DATA EXTRACT:
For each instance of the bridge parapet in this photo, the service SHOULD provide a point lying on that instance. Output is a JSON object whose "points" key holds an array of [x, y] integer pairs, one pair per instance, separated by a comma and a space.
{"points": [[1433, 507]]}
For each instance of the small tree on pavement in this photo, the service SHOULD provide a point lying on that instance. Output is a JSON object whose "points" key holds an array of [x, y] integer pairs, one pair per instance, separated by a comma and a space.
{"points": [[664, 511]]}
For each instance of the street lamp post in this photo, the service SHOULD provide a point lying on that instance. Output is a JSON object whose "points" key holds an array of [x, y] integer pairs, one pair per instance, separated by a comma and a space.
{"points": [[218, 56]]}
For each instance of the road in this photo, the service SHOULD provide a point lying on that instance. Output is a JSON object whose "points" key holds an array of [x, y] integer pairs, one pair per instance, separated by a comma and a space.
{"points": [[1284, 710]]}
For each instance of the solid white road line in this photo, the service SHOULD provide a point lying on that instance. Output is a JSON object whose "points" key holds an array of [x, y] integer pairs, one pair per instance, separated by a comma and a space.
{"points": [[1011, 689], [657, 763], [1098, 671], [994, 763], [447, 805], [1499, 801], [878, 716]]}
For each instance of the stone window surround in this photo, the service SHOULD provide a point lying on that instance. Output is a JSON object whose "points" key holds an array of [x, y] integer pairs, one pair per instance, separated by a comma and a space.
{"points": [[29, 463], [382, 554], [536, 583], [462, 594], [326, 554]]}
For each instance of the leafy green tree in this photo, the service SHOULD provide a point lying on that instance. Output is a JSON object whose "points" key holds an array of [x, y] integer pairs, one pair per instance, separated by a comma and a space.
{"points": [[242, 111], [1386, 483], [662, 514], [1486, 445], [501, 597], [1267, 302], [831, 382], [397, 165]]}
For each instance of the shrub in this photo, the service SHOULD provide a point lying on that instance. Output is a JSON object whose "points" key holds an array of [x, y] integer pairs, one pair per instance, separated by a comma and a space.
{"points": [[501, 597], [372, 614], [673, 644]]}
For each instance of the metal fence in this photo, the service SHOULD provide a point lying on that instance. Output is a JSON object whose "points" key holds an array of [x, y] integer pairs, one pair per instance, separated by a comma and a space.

EXERCISE DESCRIPTION:
Take the entries above and copy them out exactly.

ANSWER IN FULL:
For each instance of the bridge parapet in this photo, the service SHOULD provide a point lying on that instance. Output is a JSON object whose "points" key holds an array of [x, y] integer pairs, one pair per instance, separated by a comma and a space.
{"points": [[1433, 507]]}
For each instance of the small tree on pavement in this photo, the service SHOULD provide a point lying on that instance. Output is a JSON object whose "points" key holds an array of [x, y] integer pairs, one pair per instance, separated by a comma and a space.
{"points": [[664, 511]]}
For each instance of the street lamp post in this photo, the service SHOULD provide a point lying on that instance. Output is a JSON object whose "points" key holds an array of [x, y] integer pairs, one pair per instance, separated by a comma and a space.
{"points": [[218, 56]]}
For each instance of the road in this photo, the service SHOULD provide a point lying on that instance. Output is a JSON object whose "points" key holds an array of [x, y] integer pairs, one pair per instance, separated by a comma and a space.
{"points": [[1284, 710]]}
For each instance of the solid white road line in this photo, the service SHOULD provide a point lying on that instance. Output is a JSON object whose "points" key holds an array of [x, y] integer pairs, one pair per instance, separated by a comma and a space.
{"points": [[1011, 689], [657, 763], [1098, 671], [994, 763], [447, 805], [1499, 801], [878, 716]]}
For each instance of the stone window surround in this photo, the service SHOULD provide a point lying on that instance. Output is a JSON object whose "points" key holds an array of [x, y] integer pairs, one pair per instance, separated by a comma and a space.
{"points": [[29, 463], [382, 554], [536, 583], [462, 594], [326, 554]]}
For each instance of the leafy green tree in this photo, the service SHOULD provide a point lying on that instance. Output is a JSON object whose "points" key holds an array of [x, y] integer pairs, one pair per instance, separated by a comma and a space.
{"points": [[242, 111], [1386, 483], [662, 514], [1486, 445], [501, 597], [1267, 302], [831, 382], [397, 165]]}
For each instance of the shrub in this photo, the service SHOULD provide a point lying on that instance. Output is a JSON object whose "points" key holds an array of [x, y] integer pairs, one pair per instance, separated by a comma and a space.
{"points": [[501, 597], [372, 614], [673, 644]]}
For each instance of the metal fence in this photo, the service SHOULD provide a point lying on that instance. Output is a JSON object whose "points" key holds an array of [x, y] integer pairs, one pair per instance, separated by a comma and a space.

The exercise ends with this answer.